──────── Text provided

I do not let my dogs eat rabbit poop (only one wants to), as rabbits can carry tularemia, which can infect most mammals (including humans) and can make them quite sick. Rabbits are the only species that sheds it in feces, rather than requiring a bite to spread it. It's nothing to mess with. I let the dogs eat horse poop (unless it's worming day at the barn), but rabbit poop is OFF LIMITS.


----------



## Scott75 (Jan 9, 2013)

Canaqua said:


> Bird poop is really liquidy and funny colored...some of the Canada Geese poop around here can be kind of solid, but it is unmistakeabely not mammal poop. What you are finding sounds like rabbit poop.
> 
> I do not let my dogs eat rabbit poop (only one wants to), as rabbits can carry tularemia, which can infect most mammals (including humans) and can make them quite sick. Rabbits are the only species that sheds it in feces, rather than requiring a bite to spread it. It's nothing to mess with. I let the dogs eat horse poop (unless it's worming day at the barn), but rabbit poop is OFF LIMITS.


I see :-/. What do you think about pig poop? He seems to like that one as well .


----------



## taquitos (Oct 18, 2012)

That's so gross!!!

I do have another bodily fluids and dog related story, but I don't think it is appropriate to write on here (because there are younger people and whatnot)... soo I'll just say that poop is NOT the only thing dogs I have taken care of have been interested in... LOL.

────────────────

● **What you need to do**:
Can you carry the forum thread about dogs eating poop further, picking up after its last post? The lines that follow come from a separate source.

──────── Material provided

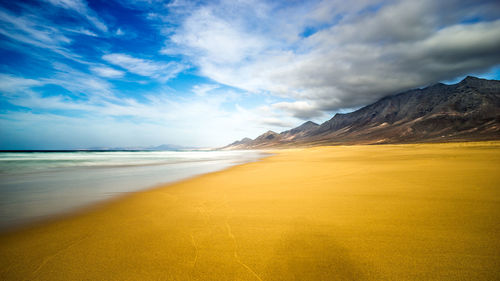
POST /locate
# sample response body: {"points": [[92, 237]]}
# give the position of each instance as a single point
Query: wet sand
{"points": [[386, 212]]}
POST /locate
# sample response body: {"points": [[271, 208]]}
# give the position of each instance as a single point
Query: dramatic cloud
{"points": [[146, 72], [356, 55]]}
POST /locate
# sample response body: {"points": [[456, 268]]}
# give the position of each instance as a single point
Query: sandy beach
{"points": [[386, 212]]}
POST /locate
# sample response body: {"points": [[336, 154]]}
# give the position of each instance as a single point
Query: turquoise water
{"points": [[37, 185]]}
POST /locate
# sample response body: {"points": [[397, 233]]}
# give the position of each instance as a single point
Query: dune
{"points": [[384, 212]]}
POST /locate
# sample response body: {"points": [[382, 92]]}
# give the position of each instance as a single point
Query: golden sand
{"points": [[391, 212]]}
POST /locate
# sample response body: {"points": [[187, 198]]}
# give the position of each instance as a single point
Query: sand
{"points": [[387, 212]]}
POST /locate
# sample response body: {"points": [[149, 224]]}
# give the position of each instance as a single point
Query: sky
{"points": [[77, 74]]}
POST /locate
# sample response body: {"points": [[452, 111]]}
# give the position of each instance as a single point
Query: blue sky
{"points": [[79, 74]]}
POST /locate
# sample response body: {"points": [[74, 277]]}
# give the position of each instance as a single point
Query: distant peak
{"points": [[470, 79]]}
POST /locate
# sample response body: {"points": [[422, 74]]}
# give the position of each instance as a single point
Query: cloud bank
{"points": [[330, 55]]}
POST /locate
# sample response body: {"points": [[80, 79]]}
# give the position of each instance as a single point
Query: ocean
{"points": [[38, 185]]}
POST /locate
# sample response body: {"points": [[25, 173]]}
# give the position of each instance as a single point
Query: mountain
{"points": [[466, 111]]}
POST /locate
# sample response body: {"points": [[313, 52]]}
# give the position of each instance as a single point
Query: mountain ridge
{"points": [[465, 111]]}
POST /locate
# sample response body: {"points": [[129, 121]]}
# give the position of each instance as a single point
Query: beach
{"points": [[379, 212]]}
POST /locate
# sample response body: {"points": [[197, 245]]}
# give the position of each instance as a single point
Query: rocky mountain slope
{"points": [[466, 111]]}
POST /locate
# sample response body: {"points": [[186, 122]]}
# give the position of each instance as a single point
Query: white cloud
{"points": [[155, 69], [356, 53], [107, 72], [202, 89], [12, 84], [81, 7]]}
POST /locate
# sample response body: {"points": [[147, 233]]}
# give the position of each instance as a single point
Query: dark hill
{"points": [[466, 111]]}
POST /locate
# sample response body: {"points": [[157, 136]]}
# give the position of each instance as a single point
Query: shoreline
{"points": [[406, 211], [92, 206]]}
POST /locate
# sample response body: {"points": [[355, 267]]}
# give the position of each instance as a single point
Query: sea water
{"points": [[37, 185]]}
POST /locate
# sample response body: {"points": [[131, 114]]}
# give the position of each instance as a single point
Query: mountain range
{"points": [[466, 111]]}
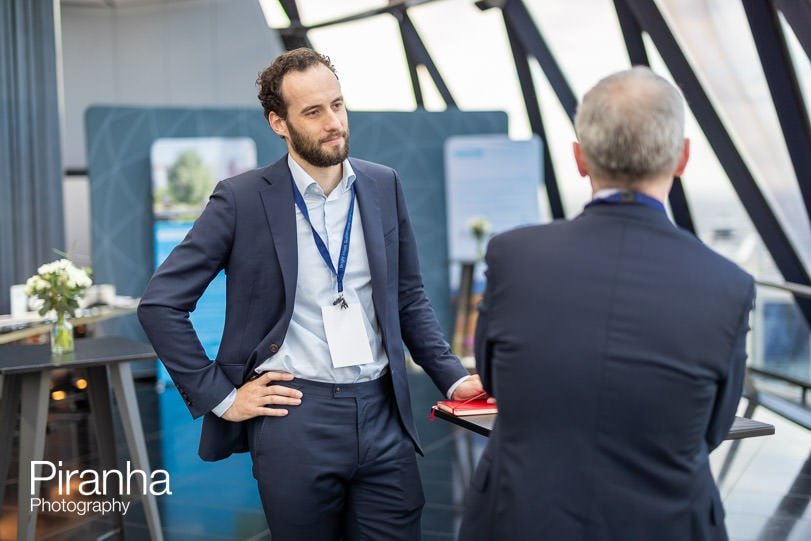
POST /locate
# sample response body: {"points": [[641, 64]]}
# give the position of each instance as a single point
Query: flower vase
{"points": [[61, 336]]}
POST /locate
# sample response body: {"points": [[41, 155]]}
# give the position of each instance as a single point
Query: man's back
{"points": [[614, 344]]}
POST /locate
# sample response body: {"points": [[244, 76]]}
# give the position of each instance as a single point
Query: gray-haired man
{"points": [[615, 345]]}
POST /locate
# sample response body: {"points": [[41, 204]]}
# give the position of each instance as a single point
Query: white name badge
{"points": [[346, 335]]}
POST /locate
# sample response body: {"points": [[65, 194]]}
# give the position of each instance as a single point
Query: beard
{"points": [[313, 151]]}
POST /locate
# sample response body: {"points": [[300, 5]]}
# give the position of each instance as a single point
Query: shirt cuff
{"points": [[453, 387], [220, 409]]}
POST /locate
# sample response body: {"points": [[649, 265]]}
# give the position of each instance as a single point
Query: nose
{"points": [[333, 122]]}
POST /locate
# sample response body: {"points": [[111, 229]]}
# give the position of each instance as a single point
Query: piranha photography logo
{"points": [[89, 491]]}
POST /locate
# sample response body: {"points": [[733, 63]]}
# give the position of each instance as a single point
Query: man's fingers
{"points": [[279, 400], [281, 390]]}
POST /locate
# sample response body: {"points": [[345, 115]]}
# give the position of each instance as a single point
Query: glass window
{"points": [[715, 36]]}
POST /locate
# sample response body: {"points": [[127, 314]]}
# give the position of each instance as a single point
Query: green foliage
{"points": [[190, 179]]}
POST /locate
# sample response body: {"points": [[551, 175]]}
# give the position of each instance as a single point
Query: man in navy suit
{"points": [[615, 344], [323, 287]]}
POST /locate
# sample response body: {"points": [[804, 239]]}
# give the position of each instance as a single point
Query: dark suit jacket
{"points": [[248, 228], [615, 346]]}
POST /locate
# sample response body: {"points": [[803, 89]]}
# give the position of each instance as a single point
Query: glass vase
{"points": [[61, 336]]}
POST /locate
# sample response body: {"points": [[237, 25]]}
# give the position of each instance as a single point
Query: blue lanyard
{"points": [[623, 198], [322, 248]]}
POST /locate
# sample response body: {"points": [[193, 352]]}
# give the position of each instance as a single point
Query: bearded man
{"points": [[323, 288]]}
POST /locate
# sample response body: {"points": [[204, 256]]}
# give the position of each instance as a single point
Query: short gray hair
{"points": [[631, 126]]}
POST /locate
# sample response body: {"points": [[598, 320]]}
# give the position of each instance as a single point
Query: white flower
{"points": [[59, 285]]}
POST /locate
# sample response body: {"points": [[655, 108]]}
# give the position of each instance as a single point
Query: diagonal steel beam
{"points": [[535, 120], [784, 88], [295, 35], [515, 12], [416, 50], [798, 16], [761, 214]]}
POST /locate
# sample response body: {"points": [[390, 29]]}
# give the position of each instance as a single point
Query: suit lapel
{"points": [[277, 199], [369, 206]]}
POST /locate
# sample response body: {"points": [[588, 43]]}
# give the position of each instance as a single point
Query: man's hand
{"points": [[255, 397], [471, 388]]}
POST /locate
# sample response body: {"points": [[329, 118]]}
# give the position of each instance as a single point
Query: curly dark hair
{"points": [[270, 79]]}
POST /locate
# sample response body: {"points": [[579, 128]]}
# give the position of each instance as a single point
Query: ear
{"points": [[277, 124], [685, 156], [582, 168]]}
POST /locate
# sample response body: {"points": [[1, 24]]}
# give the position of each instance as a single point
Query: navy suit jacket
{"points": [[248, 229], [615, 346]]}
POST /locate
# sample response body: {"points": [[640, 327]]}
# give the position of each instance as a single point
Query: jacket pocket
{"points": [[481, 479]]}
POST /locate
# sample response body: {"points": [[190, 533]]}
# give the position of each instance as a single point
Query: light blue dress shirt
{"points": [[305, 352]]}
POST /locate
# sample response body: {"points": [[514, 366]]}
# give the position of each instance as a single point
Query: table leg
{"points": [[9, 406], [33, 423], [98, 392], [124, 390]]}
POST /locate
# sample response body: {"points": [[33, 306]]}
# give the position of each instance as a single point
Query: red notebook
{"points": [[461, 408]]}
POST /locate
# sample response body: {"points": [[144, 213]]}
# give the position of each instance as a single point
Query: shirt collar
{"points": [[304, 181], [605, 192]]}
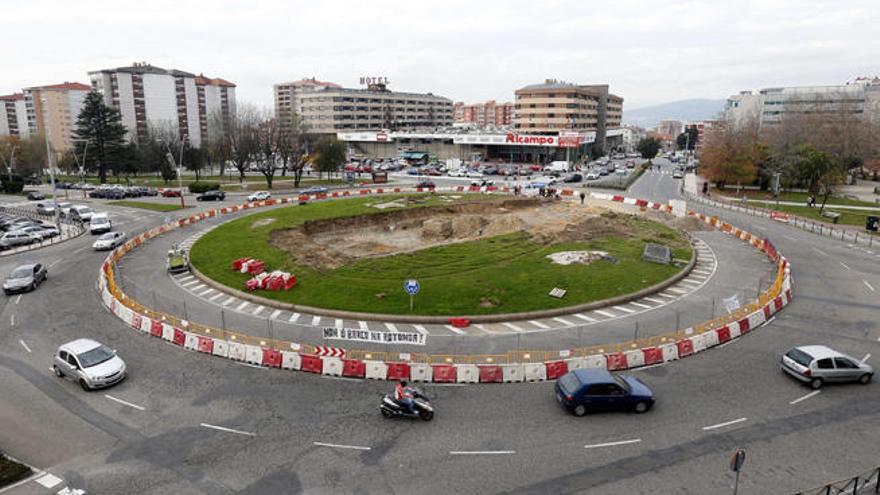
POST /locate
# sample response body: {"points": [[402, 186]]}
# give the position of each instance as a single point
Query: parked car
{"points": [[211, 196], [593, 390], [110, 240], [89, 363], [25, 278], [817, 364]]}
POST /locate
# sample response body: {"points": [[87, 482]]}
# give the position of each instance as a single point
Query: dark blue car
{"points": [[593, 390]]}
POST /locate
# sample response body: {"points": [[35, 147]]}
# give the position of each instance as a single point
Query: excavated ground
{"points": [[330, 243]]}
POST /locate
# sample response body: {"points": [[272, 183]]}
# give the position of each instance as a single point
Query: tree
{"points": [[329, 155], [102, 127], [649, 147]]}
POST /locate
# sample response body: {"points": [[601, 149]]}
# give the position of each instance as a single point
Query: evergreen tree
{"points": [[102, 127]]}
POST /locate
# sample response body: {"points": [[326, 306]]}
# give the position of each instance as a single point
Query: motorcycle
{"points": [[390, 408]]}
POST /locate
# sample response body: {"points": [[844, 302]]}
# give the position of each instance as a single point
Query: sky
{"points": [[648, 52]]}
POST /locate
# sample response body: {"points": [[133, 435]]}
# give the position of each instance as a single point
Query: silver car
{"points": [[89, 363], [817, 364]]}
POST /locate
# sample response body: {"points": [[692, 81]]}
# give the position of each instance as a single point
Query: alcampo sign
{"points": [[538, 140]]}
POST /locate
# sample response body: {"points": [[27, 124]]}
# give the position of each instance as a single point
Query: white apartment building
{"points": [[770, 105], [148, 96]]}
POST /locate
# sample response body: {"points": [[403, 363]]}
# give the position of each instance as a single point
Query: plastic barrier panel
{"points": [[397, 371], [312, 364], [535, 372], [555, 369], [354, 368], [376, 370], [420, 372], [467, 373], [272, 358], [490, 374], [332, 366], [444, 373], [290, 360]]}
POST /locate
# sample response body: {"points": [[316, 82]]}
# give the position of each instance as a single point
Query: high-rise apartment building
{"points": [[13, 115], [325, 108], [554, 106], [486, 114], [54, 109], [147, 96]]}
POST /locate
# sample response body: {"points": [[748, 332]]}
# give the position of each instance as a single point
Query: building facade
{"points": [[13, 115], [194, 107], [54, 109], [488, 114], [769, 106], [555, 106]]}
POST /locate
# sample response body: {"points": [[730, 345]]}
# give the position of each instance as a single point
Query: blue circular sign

────────────────

● **Task output**:
----------



## Scott75 (Jan 9, 2013)

taquitos said:


> That's so gross!!!
> 
> I do have another bodily fluids and dog related story, but I don't think it is appropriate to write on here (because there are younger people and whatnot)... soo I'll just say that poop is NOT the only thing dogs I have taken care of have been interested in... LOL.


Lol . Those dogs eh ?


----------



## Hambonez (Mar 17, 2012)

taquitos said:


> That's so gross!!!
> 
> I do have another bodily fluids and dog related story, but I don't think it is appropriate to write on here (because there are younger people and whatnot)... soo I'll just say that poop is NOT the only thing dogs I have taken care of have been interested in... LOL.


:| I think if you asked my dog he'd tell you that cat food tastes just as good the second time around (and I'm not talkin' poop).


----------



## Scott75 (Jan 9, 2013)

Hambonez said:


> :| I think if you asked my dog he'd tell you that cat food tastes just as good the second time around (and I'm not talkin' poop).


Lol . I don't know what it is with these dogs man -.-


----------



## gingerkid (Jul 11, 2012)

taquitos said:


> That's so gross!!!
> 
> I do have another bodily fluids and dog related story, but I don't think it is appropriate to write on here (because there are younger people and whatnot)... soo I'll just say that poop is NOT the only thing dogs I have taken care of have been interested in... LOL.


I hear you!! Blech.


----------



## reynosa_k9's (Dec 14, 2007)

I have my chickens in a chicken tractor that is moved every couple days. When it's moved my entire wild bunch will run out there to clean up any chicken poop left behind. I've wondered if it's bad for them. I don't even try to stop them because I know that's a battle I will not win. They like it too much. 
Anybody know if chicken poop has anything in it that should concern me?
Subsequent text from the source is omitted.